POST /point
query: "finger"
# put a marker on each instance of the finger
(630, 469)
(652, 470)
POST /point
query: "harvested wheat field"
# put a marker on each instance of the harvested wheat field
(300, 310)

*-*-*

→ GIVEN TASK
Please rescale the entries above by repeating every line, requests included, with each coordinate in the answers multiplied by 2.3 and rounded to the nearest whole number, halves rounding up.

→ EXERCISE RESPONSE
POST /point
query: "finger"
# put a marker on each instance of the finger
(1449, 1079)
(1500, 1081)
POST /point
query: "harvested wheat field"
# put a marker on each instance of the harvested wheat field
(690, 713)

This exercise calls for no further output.